[Natural-language object grounding data]
*** Block opens ***

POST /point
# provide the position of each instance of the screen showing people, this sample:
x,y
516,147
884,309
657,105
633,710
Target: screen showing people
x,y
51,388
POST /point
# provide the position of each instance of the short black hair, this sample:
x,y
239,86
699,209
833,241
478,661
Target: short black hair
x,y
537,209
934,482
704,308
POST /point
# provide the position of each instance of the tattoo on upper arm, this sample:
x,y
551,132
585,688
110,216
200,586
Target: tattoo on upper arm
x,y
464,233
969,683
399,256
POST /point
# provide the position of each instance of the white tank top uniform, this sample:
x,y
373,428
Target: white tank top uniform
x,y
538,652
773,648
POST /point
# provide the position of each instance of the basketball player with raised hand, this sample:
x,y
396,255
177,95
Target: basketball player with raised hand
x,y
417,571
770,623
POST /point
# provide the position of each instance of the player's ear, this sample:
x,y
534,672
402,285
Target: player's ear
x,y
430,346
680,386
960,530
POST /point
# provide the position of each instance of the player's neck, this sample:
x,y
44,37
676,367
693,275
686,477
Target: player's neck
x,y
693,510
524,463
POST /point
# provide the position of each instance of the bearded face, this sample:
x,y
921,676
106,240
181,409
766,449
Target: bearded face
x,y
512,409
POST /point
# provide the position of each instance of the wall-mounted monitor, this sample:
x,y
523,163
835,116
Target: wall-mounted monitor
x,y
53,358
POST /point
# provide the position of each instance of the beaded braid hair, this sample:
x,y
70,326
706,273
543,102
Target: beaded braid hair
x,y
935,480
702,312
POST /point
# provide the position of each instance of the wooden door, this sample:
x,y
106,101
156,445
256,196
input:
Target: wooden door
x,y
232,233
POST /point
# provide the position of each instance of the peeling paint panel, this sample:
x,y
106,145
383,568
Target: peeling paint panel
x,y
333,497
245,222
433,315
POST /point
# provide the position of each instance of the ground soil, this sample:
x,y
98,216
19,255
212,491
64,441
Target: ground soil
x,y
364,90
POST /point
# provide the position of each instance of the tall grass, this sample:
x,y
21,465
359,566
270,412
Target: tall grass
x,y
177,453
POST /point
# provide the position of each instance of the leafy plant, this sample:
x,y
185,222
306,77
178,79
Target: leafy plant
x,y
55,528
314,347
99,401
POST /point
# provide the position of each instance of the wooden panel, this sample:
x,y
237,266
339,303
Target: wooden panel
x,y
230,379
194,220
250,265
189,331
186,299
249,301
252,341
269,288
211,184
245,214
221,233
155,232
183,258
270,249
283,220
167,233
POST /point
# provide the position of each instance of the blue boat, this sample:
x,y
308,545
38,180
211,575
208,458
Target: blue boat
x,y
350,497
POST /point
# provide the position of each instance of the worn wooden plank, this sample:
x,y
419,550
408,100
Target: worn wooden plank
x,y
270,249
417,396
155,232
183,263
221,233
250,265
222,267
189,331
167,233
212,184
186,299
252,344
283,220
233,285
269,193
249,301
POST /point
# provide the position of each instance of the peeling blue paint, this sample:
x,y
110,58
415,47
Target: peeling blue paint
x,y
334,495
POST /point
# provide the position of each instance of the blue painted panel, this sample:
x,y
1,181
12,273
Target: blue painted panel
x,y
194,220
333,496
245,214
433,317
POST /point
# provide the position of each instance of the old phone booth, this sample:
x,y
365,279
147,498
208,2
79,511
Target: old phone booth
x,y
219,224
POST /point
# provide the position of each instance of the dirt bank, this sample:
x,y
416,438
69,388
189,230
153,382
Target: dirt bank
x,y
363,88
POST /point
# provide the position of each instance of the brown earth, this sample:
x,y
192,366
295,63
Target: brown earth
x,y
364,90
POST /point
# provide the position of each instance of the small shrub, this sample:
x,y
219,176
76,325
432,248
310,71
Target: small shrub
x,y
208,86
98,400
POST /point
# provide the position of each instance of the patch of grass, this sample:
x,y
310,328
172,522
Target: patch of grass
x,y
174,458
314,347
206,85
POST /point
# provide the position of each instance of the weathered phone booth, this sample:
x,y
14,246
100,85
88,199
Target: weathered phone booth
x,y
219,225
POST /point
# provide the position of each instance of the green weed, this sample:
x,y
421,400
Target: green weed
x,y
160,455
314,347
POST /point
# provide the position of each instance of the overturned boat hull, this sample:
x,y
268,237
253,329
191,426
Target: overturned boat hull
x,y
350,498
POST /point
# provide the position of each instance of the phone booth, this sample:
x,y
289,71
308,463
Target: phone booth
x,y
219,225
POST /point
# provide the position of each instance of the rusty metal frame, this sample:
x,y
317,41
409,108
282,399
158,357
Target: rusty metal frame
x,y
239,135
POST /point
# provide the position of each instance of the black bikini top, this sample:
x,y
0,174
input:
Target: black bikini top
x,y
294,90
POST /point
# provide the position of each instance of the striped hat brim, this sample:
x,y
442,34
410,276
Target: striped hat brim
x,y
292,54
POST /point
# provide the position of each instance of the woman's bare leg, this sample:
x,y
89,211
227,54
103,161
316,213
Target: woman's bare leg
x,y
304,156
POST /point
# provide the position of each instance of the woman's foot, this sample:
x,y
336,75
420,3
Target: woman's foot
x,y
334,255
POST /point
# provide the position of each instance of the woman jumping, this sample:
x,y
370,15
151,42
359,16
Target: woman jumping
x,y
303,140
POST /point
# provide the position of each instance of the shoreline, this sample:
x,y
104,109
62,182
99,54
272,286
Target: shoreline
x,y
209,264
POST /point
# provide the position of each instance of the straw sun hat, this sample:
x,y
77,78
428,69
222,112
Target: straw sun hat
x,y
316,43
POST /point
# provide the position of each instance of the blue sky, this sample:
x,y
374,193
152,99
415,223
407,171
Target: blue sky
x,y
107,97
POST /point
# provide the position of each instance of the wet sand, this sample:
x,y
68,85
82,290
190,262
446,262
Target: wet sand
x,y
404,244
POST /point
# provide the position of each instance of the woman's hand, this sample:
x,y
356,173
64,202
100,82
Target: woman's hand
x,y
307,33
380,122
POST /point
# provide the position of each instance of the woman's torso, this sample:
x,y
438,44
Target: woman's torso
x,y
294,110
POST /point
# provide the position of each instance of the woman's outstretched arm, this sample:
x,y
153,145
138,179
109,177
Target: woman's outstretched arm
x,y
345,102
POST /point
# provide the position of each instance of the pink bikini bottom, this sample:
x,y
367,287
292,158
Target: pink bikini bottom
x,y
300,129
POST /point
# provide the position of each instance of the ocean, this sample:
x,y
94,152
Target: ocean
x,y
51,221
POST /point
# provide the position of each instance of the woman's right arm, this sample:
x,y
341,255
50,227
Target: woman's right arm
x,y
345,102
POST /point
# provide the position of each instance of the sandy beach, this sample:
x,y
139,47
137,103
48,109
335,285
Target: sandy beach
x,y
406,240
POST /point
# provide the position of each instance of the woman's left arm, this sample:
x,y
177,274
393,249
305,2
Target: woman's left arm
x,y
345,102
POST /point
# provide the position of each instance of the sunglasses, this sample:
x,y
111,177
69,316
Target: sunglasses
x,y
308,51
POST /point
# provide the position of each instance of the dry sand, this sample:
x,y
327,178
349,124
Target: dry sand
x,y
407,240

*** Block closes ***

*GOAL OF THE EXERCISE*: Every record is to be retyped exactly as given.

*TASK RESULT*:
POST /point
# provide the position of each instance of the screen showing people, this sample:
x,y
516,147
884,309
657,105
633,710
Target: screen showing people
x,y
51,388
POST /point
# provide the position of each instance of the short black hair, this sample:
x,y
239,86
699,209
833,241
478,661
Target: short black hair
x,y
537,209
934,482
704,308
POST /point
# provide the position of each instance of the tattoo on upper arm, this sample:
x,y
551,132
585,688
110,216
200,586
Target: tattoo on upper arm
x,y
464,233
969,683
399,256
POST /point
# provide the position of each instance of the white tank top uniform, this sample:
x,y
373,428
Target: white tank top uniform
x,y
538,652
773,648
POST /point
# provide the position of each instance of the basketball player with raised hand, this sample:
x,y
396,255
177,95
Target: basketball player with raised hand
x,y
417,571
770,623
POST /point
# provide the position of each instance of the player's ear, this sample:
x,y
534,672
402,285
Target: player's ear
x,y
430,346
680,386
960,530
POST /point
# provide the position of each instance of the player's neck, this sample:
x,y
44,37
676,367
693,275
686,477
Target: player's neck
x,y
693,510
524,463
POST /point
# provide the position of each instance of the bearded face, this sample:
x,y
921,676
106,240
181,409
766,449
Target: bearded face
x,y
512,409
POST /point
# provide the position of each instance of the wall-mounted monitor, this sample:
x,y
523,163
835,116
Target: wall-mounted monitor
x,y
53,358
POST /point
# provide the position of each instance of the beaded braid hair, this sample:
x,y
70,326
706,273
543,102
Target: beaded braid hair
x,y
935,480
702,312
POST /point
# provide the position of each instance of the wooden door, this sample:
x,y
106,101
156,445
256,196
input:
Target: wooden door
x,y
232,233
POST /point
# provide the position of each instance of the peeling paint panel, this sample:
x,y
106,145
383,568
Target: peeling paint panel
x,y
333,497
245,222
433,315
POST /point
# provide the position of each instance of the ground soil, this sample:
x,y
98,216
19,255
212,491
64,441
Target: ground soil
x,y
364,90
POST /point
# provide the position of each instance of the tall grass, this sample:
x,y
21,465
359,566
270,412
Target: tall grass
x,y
177,453
POST /point
# provide the position of each instance of the leafy plant, this sample:
x,y
185,222
306,77
178,79
Target: leafy plant
x,y
55,528
314,347
99,401
POST /point
# provide the position of each instance of the wooden panel, this sample:
x,y
237,266
339,303
Target: wooden panel
x,y
230,379
194,220
250,265
189,331
186,299
249,301
252,341
269,288
211,184
245,214
221,233
155,232
183,258
270,249
283,220
167,233
POST /point
# provide the position of each instance of the blue boat, this sample:
x,y
308,545
38,180
211,575
208,458
Target: blue boat
x,y
350,497
POST /point
# provide the position of each instance of the worn wooden plank, this sample:
x,y
419,550
408,100
Target: worn wooden plank
x,y
270,249
417,396
155,232
183,263
221,233
250,265
222,267
189,331
167,233
212,184
186,299
252,344
283,220
233,285
269,193
249,301
POST /point
# provide the position of each instance of the peeling blue paint, this sample:
x,y
110,58
415,47
Target: peeling blue paint
x,y
334,495
POST /point
# provide the position of each instance of the blue painted panel, this sample:
x,y
1,181
12,273
Target: blue painted panel
x,y
194,220
333,496
245,214
433,317
POST /point
# provide the position of each instance of the old phone booth, this sample:
x,y
365,279
147,498
208,2
79,511
Target: old phone booth
x,y
219,224
POST /point
# provide the position of each instance of the dirt bank, this sample:
x,y
416,438
69,388
189,230
153,382
Target: dirt bank
x,y
363,88
POST /point
# provide the position of each instance of the brown earth, this sample:
x,y
192,366
295,63
Target: brown earth
x,y
364,90
POST /point
# provide the position of each instance of the small shrub, this sample:
x,y
219,176
76,325
432,248
310,71
Target: small shrub
x,y
208,86
98,400
POST /point
# provide the position of each instance of the patch of grass, this sample:
x,y
310,328
172,522
Target: patch of grass
x,y
174,458
314,347
206,85
POST /point
# provide the position of each instance of the weathered phone booth, this sample:
x,y
14,246
100,85
88,199
Target: weathered phone booth
x,y
219,225
POST /point
# provide the position of each instance of the green weed, this sample:
x,y
421,400
Target: green weed
x,y
160,455
314,347
POST /point
# provide the position of each instance of the overturned boat hull, this sample:
x,y
268,237
253,329
191,426
Target: overturned boat hull
x,y
350,498
POST /point
# provide the position of each instance of the phone booth, this sample:
x,y
289,71
308,463
Target: phone booth
x,y
219,225
POST /point
# provide the position of each instance of the rusty metal frame, this sample:
x,y
317,41
409,108
282,399
158,357
Target: rusty metal frame
x,y
239,135
POST /point
# provide the position of each instance of the black bikini top, this sample:
x,y
0,174
input:
Target: black bikini top
x,y
294,90
POST /point
# provide the position of each instance of the striped hat brim, this sample:
x,y
442,34
410,276
Target: striped hat brim
x,y
292,54
POST /point
# provide the position of each instance of the woman's bare leg, this sample:
x,y
89,211
227,54
103,161
316,213
Target: woman's bare leg
x,y
304,156
POST /point
# provide the position of each instance of the woman's foot, this sample:
x,y
336,75
420,3
Target: woman's foot
x,y
334,255
POST /point
# provide the position of each instance of the woman jumping, this sample:
x,y
370,15
151,42
359,16
Target: woman jumping
x,y
303,140
POST /point
# provide the position of each instance of the shoreline, this sample:
x,y
104,109
62,182
99,54
272,286
Target: shoreline
x,y
209,264
POST /point
# provide the position of each instance of the straw sun hat, this sample:
x,y
77,78
428,69
222,112
Target: straw sun hat
x,y
316,43
POST /point
# provide the position of each instance of the blue sky, this sample:
x,y
374,193
152,99
415,223
407,171
Target: blue sky
x,y
107,97
POST /point
# provide the position of each instance of the wet sand, this sample:
x,y
68,85
82,290
190,262
446,262
Target: wet sand
x,y
404,244
POST /point
# provide the position of each instance of the woman's hand, this sample:
x,y
356,173
64,202
100,82
Target: woman's hand
x,y
307,33
380,122
POST /point
# provide the position of each instance of the woman's torso, this sample:
x,y
438,44
Target: woman's torso
x,y
294,110
POST /point
# provide the position of each instance of the woman's outstretched arm, this sample:
x,y
153,145
138,179
109,177
Target: woman's outstretched arm
x,y
345,102
POST /point
# provide the position of each instance of the pink bikini bottom, this sample:
x,y
367,287
292,158
Target: pink bikini bottom
x,y
300,129
POST /point
# provide the position of each instance of the ocean, this sample:
x,y
94,152
Target: ocean
x,y
51,221
POST /point
# provide the position of each instance of the woman's right arm, this sample:
x,y
341,255
50,227
Target: woman's right arm
x,y
345,102
POST /point
# provide the position of each instance of the sandy beach, this sample:
x,y
139,47
137,103
48,109
335,285
Target: sandy beach
x,y
406,240
POST /point
# provide the position of each instance of the woman's left arm, this sample:
x,y
177,274
393,249
305,2
Target: woman's left arm
x,y
345,102
POST /point
# provide the position of each instance of the sunglasses, this sample:
x,y
111,177
69,316
Target: sunglasses
x,y
308,51
POST /point
# provide the position of each instance of the dry sand, this sample:
x,y
327,178
349,124
Target: dry sand
x,y
407,240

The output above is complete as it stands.